▶ [Source data]
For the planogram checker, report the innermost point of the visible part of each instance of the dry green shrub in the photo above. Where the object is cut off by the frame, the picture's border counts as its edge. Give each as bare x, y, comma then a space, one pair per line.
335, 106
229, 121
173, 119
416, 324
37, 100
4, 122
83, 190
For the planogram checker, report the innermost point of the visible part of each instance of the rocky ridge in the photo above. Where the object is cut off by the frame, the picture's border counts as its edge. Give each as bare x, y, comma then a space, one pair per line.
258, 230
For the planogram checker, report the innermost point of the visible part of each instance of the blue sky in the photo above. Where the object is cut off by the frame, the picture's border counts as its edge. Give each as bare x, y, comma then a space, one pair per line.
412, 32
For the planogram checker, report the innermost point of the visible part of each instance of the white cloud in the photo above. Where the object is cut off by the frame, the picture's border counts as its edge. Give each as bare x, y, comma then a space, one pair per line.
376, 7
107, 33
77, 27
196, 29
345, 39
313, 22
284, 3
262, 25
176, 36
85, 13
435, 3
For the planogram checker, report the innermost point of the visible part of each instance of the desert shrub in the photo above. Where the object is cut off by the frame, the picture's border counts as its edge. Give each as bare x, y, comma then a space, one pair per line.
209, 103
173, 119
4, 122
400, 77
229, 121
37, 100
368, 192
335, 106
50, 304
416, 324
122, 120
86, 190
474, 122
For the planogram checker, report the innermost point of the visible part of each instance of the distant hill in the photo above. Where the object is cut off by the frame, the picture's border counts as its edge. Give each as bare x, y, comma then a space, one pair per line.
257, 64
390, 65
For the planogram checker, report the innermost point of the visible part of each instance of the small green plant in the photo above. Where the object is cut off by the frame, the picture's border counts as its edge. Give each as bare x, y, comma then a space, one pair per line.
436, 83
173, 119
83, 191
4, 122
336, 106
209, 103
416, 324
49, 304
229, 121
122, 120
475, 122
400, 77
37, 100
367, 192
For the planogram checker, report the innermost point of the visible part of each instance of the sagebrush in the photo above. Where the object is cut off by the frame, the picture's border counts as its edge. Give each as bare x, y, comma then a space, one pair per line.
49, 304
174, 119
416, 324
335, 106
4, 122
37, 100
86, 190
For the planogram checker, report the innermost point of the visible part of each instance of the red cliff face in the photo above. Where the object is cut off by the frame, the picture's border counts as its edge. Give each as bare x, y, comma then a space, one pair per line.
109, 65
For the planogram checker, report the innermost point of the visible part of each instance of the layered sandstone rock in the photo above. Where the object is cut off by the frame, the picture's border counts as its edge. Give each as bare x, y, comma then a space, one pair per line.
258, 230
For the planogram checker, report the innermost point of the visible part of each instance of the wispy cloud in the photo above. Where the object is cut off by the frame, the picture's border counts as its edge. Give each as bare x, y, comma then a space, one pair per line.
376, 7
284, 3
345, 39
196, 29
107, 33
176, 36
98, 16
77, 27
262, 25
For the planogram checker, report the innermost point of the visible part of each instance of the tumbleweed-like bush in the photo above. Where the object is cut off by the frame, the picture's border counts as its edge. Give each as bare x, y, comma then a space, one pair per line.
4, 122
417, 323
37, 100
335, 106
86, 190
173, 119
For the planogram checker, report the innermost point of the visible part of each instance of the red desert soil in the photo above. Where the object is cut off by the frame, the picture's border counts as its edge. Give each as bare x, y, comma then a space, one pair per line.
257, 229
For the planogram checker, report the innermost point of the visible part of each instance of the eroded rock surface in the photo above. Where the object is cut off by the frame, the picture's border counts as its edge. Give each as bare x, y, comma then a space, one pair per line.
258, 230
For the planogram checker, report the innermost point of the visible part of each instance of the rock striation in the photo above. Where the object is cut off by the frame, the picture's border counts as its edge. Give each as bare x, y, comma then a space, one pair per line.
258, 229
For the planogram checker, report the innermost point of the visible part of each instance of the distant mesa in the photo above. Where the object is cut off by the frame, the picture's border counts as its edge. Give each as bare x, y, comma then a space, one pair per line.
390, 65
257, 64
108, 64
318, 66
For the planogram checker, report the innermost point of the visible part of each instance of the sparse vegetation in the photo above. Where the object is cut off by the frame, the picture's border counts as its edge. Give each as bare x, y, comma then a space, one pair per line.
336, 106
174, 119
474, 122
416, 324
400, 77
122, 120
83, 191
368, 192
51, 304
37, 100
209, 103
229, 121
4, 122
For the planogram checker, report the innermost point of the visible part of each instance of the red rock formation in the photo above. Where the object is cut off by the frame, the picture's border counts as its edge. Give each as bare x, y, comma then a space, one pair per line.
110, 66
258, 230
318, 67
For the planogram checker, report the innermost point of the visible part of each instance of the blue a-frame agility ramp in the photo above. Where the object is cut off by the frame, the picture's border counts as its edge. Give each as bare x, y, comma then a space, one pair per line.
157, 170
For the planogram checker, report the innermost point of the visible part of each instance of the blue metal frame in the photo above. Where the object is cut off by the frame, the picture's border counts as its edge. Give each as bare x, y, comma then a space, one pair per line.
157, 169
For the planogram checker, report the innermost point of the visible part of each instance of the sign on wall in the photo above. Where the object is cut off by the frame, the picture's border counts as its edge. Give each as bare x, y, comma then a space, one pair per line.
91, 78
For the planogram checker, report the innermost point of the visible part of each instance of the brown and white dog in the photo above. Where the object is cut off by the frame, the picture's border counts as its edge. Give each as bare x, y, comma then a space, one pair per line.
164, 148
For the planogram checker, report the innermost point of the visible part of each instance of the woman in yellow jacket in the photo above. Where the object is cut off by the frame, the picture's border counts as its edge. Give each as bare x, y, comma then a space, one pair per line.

▶ [Instructions for the task]
The full listing above needs to be retyped exactly.

▶ [Result of the task]
For the planogram checker, report the innermost point of the visible part of each instance of the dry green shrub in the photo above. Where the object is cut off by the frame, the picture's border counts as its edge. Give each as bare x, y, comma then a space, one pair per line.
335, 106
229, 121
173, 119
416, 324
37, 100
4, 122
83, 190
For the planogram checker, report the innermost point of the visible part of each instance of the rocky ridge in the photo above. Where the object is cut off by the frame, the picture's border counts as its edge. Give each as bare x, y, comma then a space, one pair per line.
258, 230
For the planogram checker, report the innermost point of the visible part of each instance of the blue sky in the photo above. Where the object is cut off by the frame, the picture's border counts as its edge. Give each as bare x, y, comma then a space, one pair per line.
412, 32
For the planogram checker, report the innermost point of the visible part of each instance of the white cloud in the photo above. Where the object is cut off by the frame, the picture's border counts as its edge. Give each as bare x, y, comma then a space, one pair per line.
376, 7
107, 33
77, 27
196, 29
345, 39
313, 22
284, 3
262, 25
176, 36
85, 13
435, 3
For the planogram checker, report the innermost point of the visible part of each instance of the desert shrub in the photo above. Where the object is cut off by the frame, the picture's border counts as its edge. Give each as bare x, y, comma then a space, one pair per line.
209, 103
173, 119
4, 122
400, 77
229, 121
37, 100
368, 192
335, 106
50, 304
416, 324
122, 120
86, 190
474, 122
For the planogram checker, report the innermost point of the visible part of each instance of the distant hill in the photo above. Where the object is cut off by the frame, the picture's border counts as its edge. Give each as bare x, y, comma then a space, one pair per line.
257, 64
390, 65
For the planogram checker, report the innermost point of the visible part of each instance of the small green plant in the photo above. Where the object is cut off by the frame, the picture's border counts as its edge. Give each as bare x, y, comma then a space, one pair per line.
436, 83
173, 119
83, 191
4, 122
336, 106
209, 103
416, 324
49, 304
229, 121
122, 120
475, 122
400, 77
37, 100
367, 192
For the planogram checker, report the innermost point of the visible part of each instance of the sagebrush in the photo above. Where the object is cut off by the frame, the picture's border counts as its edge. Give each as bare x, y, comma then a space, one pair per line.
49, 304
174, 119
416, 324
335, 106
4, 122
37, 100
86, 190
For the planogram checker, report the innermost point of the visible part of each instance of the red cliff face in the photo above. Where the object is cut off by the frame, the picture's border counts as its edge. Give each as bare x, y, comma then a space, one pair per line.
109, 65
For the planogram checker, report the innermost point of the visible part of each instance of the layered sandstone rock in the photo above. Where the object is cut off by the frame, the picture's border counts as its edge. Give each as bare x, y, comma then a space, one pair per line.
258, 230
For the planogram checker, report the innermost point of the visible part of each instance of the wispy cloud in the photo above. Where the object is cut off by the frame, the picture's border counts as its edge. Give each as bare x, y, comma then a space, one pair per line.
376, 7
284, 3
345, 39
196, 29
107, 33
176, 36
98, 16
77, 27
262, 25
For the planogram checker, report the innermost point of the visible part of each instance of the tumbleweed-like bush in the photo above. Where the object is cut off by the frame, the picture's border counts as its edge. Give each as bare x, y, comma then a space, one pair per line.
4, 122
417, 323
37, 100
335, 106
86, 190
173, 119
For the planogram checker, report the innermost point of the visible part of each instance of the red desert soil in the photo above. Where the object is cut off by the frame, the picture's border counts as its edge. Give each as bare x, y, comma then a space, one pair per line.
257, 229
For the planogram checker, report the innermost point of the visible part of each instance of the eroded rock surface in the photo above. Where the object is cut off by the frame, the picture's border counts as its edge. Give each as bare x, y, comma then a space, one pair per line.
258, 230
For the planogram checker, report the innermost point of the visible part of each instance of the rock striation in the photo above. Where the object is cut off by the frame, the picture's border counts as its edge. Give each as bare x, y, comma then a space, one pair per line.
258, 229
For the planogram checker, report the innermost point of the visible part of each instance of the distant mesa in the photo above. Where the object is cut off by the frame, the picture's border counts as its edge. Give each as bare x, y, comma then a space, one pair per line.
390, 65
257, 64
108, 64
318, 66
For the planogram checker, report the innermost point of the visible part of each instance of the sparse vegetation in the photo above. Where the object is cut off by the frame, the picture's border counts as its edge. Give each as bare x, y, comma then a space, one pair per line.
336, 106
174, 119
474, 122
416, 324
400, 77
122, 120
83, 191
368, 192
51, 304
37, 100
209, 103
229, 121
4, 122
For the planogram checker, report the innermost point of the visible part of each instance of the red rock formation in the photo above. Where the object is cut off by the frame, the picture's border counts as its edge. Give each as bare x, y, comma then a space, one pair per line.
110, 66
258, 230
318, 67
For the planogram checker, report the innermost point of the visible part of each instance of the blue a-frame agility ramp in the photo above. Where the object is cut off by the frame, the picture's border counts as its edge. Give each as bare x, y, comma then a space, one pair per line.
157, 170
For the planogram checker, report the innermost point of the visible part of each instance of the blue metal frame in the photo above. Where the object is cut off by the frame, the picture's border counts as its edge. Give each as bare x, y, comma then a space, one pair per line.
157, 169
For the planogram checker, report the innermost point of the visible part of each instance of the sign on wall in the photo above. Where the object is cut off by the frame, the picture's border counts as its edge. Give each as bare x, y, comma then a space, one pair per line.
91, 78
For the planogram checker, report the innermost point of the visible part of each instance of the brown and white dog in the photo above. Where the object is cut off by the frame, the picture's border counts as its edge. Give each as bare x, y, comma then a space, one pair per line.
164, 148
For the planogram checker, report the innermost point of the visible part of each instance of the woman in yellow jacket in the photo above. Where the object is cut off by the frame, the picture's border counts as its edge. Give each as bare x, y, comma then a space, one pair per line.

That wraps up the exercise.